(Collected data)
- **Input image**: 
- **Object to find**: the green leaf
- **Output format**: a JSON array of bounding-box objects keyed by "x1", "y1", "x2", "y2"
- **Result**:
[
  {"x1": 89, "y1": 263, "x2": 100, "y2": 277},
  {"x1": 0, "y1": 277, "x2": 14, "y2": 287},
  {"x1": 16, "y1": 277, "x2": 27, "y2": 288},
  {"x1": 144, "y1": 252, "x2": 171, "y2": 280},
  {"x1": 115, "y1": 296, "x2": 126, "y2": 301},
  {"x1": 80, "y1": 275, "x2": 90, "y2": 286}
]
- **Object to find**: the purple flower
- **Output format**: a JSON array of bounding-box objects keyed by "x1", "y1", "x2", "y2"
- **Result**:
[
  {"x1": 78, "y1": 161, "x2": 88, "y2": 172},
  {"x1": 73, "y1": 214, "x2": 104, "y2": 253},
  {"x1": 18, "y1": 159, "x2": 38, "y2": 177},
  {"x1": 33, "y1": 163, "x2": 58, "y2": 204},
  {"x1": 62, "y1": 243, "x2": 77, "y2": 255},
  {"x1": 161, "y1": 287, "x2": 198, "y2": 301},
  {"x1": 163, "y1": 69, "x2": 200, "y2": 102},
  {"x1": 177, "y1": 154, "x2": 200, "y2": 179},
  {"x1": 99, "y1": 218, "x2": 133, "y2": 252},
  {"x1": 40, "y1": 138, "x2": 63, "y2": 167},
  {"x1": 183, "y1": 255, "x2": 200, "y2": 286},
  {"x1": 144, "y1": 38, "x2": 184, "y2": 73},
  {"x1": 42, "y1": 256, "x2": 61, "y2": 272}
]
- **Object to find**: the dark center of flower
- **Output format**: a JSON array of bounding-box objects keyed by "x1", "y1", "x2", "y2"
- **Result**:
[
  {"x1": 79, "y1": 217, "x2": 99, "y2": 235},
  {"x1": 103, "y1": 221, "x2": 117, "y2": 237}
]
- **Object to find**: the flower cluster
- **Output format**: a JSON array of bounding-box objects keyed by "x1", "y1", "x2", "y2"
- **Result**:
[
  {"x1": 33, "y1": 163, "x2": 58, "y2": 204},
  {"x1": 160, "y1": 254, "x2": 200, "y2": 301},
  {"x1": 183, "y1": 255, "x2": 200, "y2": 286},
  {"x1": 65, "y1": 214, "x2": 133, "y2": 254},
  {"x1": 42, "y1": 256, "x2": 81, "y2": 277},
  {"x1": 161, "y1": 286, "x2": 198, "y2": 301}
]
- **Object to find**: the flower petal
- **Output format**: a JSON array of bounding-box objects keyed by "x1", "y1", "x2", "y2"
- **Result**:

...

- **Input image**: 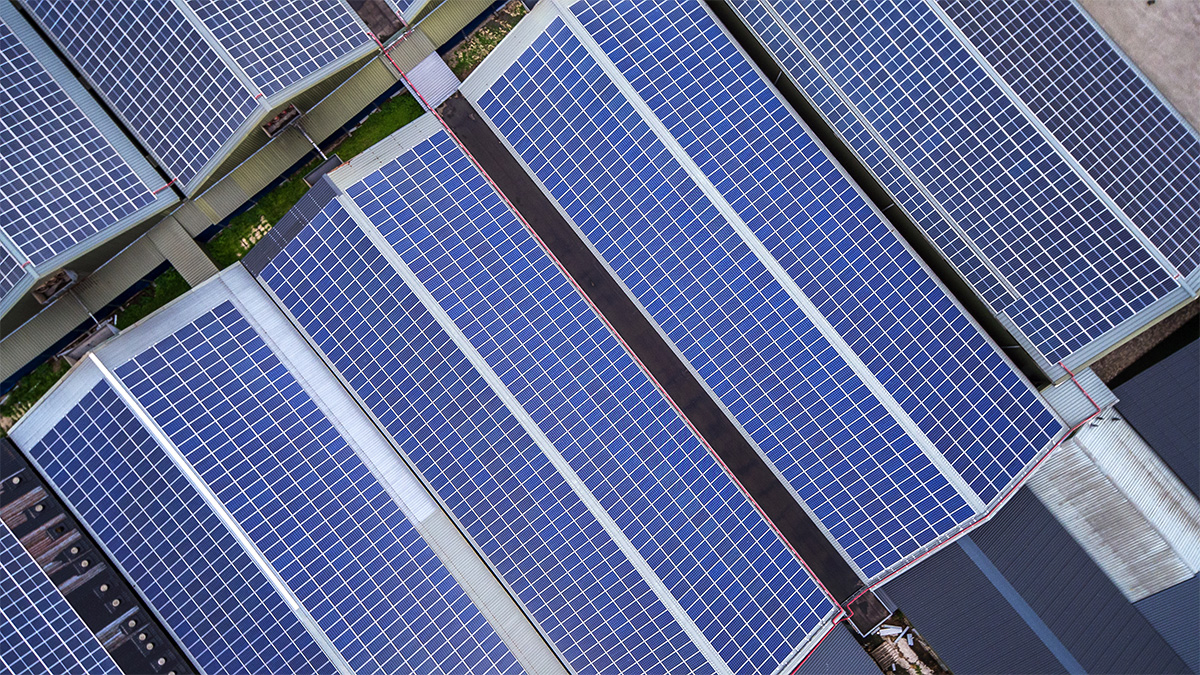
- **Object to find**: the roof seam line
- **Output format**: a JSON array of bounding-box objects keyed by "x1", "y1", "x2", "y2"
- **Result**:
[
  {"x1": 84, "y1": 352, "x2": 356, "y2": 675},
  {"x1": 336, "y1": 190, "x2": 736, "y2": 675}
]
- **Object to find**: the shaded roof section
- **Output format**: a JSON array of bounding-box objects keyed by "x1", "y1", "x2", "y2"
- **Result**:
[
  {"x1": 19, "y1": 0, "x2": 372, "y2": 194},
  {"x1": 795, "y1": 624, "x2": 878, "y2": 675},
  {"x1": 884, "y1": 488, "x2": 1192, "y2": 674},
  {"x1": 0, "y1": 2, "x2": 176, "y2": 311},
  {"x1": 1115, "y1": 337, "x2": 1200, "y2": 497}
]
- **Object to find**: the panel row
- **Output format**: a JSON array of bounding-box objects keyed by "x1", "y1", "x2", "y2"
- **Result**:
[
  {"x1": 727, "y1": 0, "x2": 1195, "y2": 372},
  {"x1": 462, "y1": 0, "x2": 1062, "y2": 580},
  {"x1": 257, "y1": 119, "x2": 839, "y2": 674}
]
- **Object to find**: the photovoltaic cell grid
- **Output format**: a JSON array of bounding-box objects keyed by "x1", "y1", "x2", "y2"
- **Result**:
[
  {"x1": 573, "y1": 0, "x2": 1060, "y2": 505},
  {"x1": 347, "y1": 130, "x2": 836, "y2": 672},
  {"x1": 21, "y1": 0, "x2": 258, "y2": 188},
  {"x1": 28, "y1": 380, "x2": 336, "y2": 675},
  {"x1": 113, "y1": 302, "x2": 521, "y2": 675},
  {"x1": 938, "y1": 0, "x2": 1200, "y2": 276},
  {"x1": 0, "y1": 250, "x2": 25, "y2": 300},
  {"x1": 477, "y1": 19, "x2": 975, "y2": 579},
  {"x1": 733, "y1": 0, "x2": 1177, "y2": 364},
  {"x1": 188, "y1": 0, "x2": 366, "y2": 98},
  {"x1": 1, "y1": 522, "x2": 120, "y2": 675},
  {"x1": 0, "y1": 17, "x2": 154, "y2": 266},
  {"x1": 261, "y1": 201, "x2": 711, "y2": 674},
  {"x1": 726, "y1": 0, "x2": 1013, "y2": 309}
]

* [Task brief]: Every line above in which the word "flower" is present must be copied into the answer.

* [Exercise output]:
- **Object to find**: the purple flower
- **Object to find**: the dark center of flower
- **Object to find**: the flower cluster
- **Object to find**: the flower petal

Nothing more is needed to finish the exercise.